• Task objective
Your answer is the listing, printed exactly as given.

• Data extracts
· · · · · · ·

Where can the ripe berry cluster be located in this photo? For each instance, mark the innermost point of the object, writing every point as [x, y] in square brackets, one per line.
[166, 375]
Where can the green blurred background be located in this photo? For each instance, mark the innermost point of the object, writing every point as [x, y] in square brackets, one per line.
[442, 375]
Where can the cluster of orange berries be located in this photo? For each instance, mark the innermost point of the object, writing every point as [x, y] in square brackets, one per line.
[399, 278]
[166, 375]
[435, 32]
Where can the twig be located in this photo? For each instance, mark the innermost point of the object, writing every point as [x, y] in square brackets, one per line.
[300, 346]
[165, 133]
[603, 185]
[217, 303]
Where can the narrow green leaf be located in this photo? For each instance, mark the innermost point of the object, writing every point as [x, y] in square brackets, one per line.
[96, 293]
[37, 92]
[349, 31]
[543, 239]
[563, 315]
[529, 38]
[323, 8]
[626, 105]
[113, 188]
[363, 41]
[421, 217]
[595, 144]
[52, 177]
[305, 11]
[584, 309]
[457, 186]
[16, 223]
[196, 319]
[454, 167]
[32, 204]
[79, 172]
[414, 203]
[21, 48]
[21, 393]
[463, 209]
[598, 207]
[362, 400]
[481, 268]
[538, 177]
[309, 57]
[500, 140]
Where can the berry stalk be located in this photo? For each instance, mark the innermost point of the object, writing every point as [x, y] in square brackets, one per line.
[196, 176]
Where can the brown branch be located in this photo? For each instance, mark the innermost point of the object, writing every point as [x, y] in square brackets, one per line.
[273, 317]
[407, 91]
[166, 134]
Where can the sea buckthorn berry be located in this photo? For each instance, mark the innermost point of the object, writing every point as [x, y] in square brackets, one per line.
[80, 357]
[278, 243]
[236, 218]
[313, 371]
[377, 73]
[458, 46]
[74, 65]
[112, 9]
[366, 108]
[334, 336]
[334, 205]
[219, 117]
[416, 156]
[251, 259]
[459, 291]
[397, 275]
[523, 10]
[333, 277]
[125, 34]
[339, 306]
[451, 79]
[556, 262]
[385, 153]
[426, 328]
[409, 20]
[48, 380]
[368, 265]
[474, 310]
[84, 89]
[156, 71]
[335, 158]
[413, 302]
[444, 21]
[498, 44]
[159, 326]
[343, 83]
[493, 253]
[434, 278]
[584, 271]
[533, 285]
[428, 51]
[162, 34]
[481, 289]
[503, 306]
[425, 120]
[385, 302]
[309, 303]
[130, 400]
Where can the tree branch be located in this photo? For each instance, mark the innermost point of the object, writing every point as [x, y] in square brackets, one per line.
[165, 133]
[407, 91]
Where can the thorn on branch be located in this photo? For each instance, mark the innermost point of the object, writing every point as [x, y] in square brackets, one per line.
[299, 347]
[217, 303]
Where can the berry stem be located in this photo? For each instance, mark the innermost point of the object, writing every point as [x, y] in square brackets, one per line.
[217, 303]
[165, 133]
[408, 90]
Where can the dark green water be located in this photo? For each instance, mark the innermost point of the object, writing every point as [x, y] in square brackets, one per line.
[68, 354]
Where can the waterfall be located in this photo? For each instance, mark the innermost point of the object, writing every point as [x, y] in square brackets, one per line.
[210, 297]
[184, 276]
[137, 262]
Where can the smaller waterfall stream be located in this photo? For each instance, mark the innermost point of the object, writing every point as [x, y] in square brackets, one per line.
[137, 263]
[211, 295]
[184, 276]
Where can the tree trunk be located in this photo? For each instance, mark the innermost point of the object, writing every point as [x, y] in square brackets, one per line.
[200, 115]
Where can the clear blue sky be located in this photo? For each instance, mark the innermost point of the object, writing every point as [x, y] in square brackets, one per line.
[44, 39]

· · · · · · ·

• The completed task
Where can the ripe berry cluster be located in this photo? For each instance, mark the innermost point of the object, writing every point as [x, y] in square brackets, one per line.
[166, 375]
Where can the green blurred background be located in this photo? For each instance, mark the innermost point of the object, writing every point as [x, y] in square brackets, one per line.
[442, 375]
Where can the cluster of orange berries be located in this photo? For each instance, mark the innermost point of the object, writing every point as [x, y] in square brackets, one per line.
[399, 278]
[166, 375]
[435, 32]
Where can the twig be located in this photo? For each instance, mark the innermost point of the object, writing every point as [x, y] in square brackets, one per line.
[300, 346]
[165, 133]
[603, 185]
[217, 303]
Where can the narrow green leaf be located in this photo? For each instance, mark the innermost point of the object, writing every point as [x, y] in square brackets, one per line.
[96, 293]
[37, 92]
[349, 31]
[543, 239]
[563, 315]
[529, 38]
[323, 8]
[626, 105]
[113, 188]
[363, 41]
[421, 217]
[595, 144]
[52, 177]
[305, 11]
[584, 309]
[457, 186]
[16, 223]
[196, 319]
[454, 167]
[32, 204]
[79, 172]
[414, 203]
[21, 48]
[21, 393]
[463, 209]
[598, 207]
[362, 400]
[481, 268]
[538, 177]
[309, 57]
[500, 140]
Where can the berry stalk be located in this photo? For each instance, mark the innermost point of the object, writing every point as [x, y] in square brackets, one per line.
[196, 176]
Where can the brown branch be located in this photo? For each instance, mark the innermost point of the object, writing every point as [x, y] in square brackets, one per line.
[273, 317]
[407, 91]
[166, 134]
Where can the sea buckthorn berry be located in this photo? For each instance, mark the innermost point of the object, writing every point as [x, y] in square brackets, one per line.
[80, 357]
[278, 243]
[236, 218]
[313, 371]
[377, 73]
[458, 46]
[74, 65]
[112, 9]
[366, 108]
[334, 336]
[334, 205]
[219, 117]
[416, 156]
[251, 259]
[459, 291]
[397, 275]
[523, 10]
[333, 277]
[125, 34]
[339, 306]
[451, 79]
[556, 262]
[385, 153]
[426, 328]
[409, 20]
[48, 380]
[368, 265]
[474, 310]
[84, 89]
[156, 71]
[335, 158]
[413, 302]
[444, 21]
[498, 44]
[159, 326]
[343, 83]
[493, 253]
[434, 278]
[584, 271]
[533, 285]
[428, 51]
[162, 34]
[481, 289]
[503, 306]
[425, 120]
[385, 302]
[309, 303]
[130, 400]
Where can the tree branch be located in this photo? For each instance, mark the innermost point of the object, writing every point as [x, y] in square brackets, one per line.
[165, 133]
[407, 91]
Where can the thorn on branch be located in this photo? For each instance, mark the innermost point of the object, writing every point as [x, y] in square brackets, one per line.
[299, 347]
[217, 303]
Where can the berry stem be located in this photo? For each instance, mark the innermost point of the object, writing every point as [x, y] in square brackets, one per line.
[217, 303]
[165, 133]
[408, 90]
Where can the dark green water be located in this photo? For each instance, mark the innermost point of the object, writing every point as [x, y] in square brackets, one per line.
[68, 354]
Where can the waterfall be located in this photo? For each instance, mark the innermost point of the object, writing every point as [x, y] in square brackets, one per line.
[210, 297]
[184, 276]
[137, 262]
Where can the smaller waterfall stream be located in this photo? For each instance, mark the innermost point of the object, writing every point as [x, y] in square brackets, one per line.
[137, 263]
[211, 295]
[184, 276]
Where can the tree trunk be located in this photo? For each instance, mark the innermost point of the object, writing every point as [x, y] in square brackets, one per line.
[200, 115]
Where can the clear blue sky be located in this photo? For each instance, mark the innermost point of the object, writing every point as [x, y] in square brackets, one per line.
[44, 39]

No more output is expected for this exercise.